下記のセロくんとノアについての文章の続きを、最後の文の後から書いてください。

_本文抜粋_
+--

色々なことがありましたが、うちの奥さんの手厚い愛情によって変わっていくノンちゃんを見ても正直あまり関心がなかった自分もいつの間にかセロくんと同じように接している事に気づきました。女の子なのでかわいいですね、仕草とか甘え上手でちゃっかりしてて。

そこいくと、セロくんはとっても偉いんです。(親ばかでごめんなさい)
ずーっと僕と奥さんの愛情を独り占めしていたのですが、ノアには僕とか奥さんの膝を譲るんですよ。しかも何度も....(今は私たちの膝を奪い合いますがw)空気を読めるんです。すごいなと....

僕の目の前で他に譲る精神と受け入れをやってのけたんです。「とーちゃん、ちゃんとやれよって」促されてしまった。口では簡単にそこは「譲らなきゃ」とか「受け入れだよね...」なんて云えますが、中々どうして、簡単にはいかないものですよね。そこ行くとセロくんは、俺のかーちゃんととーちゃんなんだから、俺の方が先にここに来たんだから....という葛藤の中にあって、さらっとやってのけたんです。

+--

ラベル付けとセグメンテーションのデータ
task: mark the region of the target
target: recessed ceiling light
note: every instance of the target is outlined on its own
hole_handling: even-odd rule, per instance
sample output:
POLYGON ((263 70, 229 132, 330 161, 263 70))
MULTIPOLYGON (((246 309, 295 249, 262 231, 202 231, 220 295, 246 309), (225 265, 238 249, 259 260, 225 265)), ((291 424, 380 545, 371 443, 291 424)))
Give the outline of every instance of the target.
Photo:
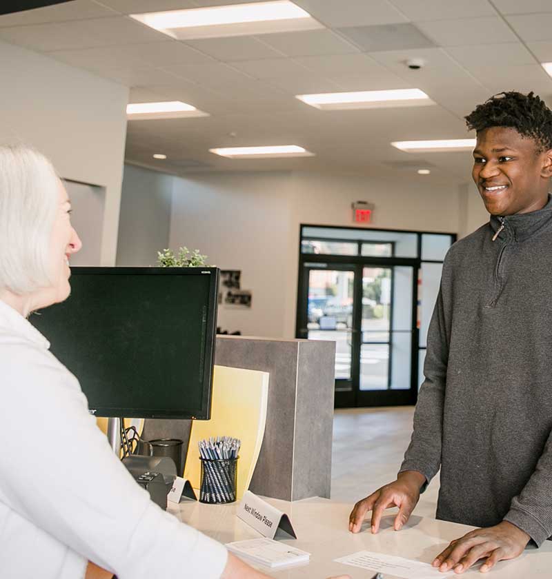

+--

_回答_
「セロくん、偉いぞ、男らしいぞ、いい子に育ったものだ....」とぎゅっと抱きしめた夜のことは今でも忘れられない思い出です。

セロくんがうちに来た時から奥さんが何でも話しかけていたんですね。セロくんがわかってもわからなくても、それがよかったのか、とても気持ちの優しい子に育ったなと思います。

お別れせねばならない切ない思いもあれば、共に暮らすことを無責任にも放棄する人もいます。動物愛護の問題や殺処分のことなど目を覆う事実が絶えませんが、愛さえあれば彼らは彼らしさを取り戻し愛を持って私たちを癒やしてくれるお互い様の精神ですね。

今日の一枚は、チャーミングなノンちゃんショットです。ではまた!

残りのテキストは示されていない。